Stated exercise: In the page below about ski jumper Lars Grini, list every distinct year mentioned, from earliest to latest.

Document:
==============================
Lars Grini

Personal information
- Nationality: Norway
- Born: 29 June 1944 Gran Municipality, Norway
- Height: 182 cm (6 ft 0 in)

Sport
- Sport: Skiing
- Club: SFK Lyn

Achievements and titles
- Personal bests: 150 m (490 ft) Oberstdorf, West Germany (11 February 1967)

Medal record
Men's ski jumping
Olympic Games
| Bronze medal – third place | 1968 Grenoble | Individual LH |
World Championships
| Bronze medal – third place | 1968 Grenoble | Individual LH |
| Bronze medal – third place | 1970 Vysoké Tatry | Individual NH |

= Lars Grini =

Norwegian ski jumper

Lars Grini (born 29 June 1944) is a Norwegian former ski jumper who competed between 1966 and 1972.

== Career ==
His best-known successes were at the 1968 Winter Olympics in Grenoble, where he won a bronze medal in the individual large hill event, and another bronze medal in the individual normal hill at the 1970 FIS Nordic World Ski Championships. He represented the club SFK Lyn.
==============================
Dataset extract:
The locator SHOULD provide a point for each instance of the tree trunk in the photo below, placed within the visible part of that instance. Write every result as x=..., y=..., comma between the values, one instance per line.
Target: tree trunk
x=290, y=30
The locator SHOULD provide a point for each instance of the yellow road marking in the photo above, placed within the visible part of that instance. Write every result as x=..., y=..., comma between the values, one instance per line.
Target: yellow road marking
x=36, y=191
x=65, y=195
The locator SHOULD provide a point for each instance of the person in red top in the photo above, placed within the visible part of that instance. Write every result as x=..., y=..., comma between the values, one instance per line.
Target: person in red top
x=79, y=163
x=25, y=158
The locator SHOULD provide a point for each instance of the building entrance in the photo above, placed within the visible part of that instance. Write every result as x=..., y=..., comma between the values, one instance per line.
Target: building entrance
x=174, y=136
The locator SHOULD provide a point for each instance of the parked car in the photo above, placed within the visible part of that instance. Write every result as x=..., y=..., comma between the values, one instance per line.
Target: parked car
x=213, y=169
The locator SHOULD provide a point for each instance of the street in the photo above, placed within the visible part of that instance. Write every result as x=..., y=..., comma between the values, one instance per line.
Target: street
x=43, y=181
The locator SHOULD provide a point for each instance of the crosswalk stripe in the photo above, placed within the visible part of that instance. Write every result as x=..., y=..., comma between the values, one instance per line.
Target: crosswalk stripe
==============================
Complete output: 1944, 1966, 1967, 1968, 1970, 1972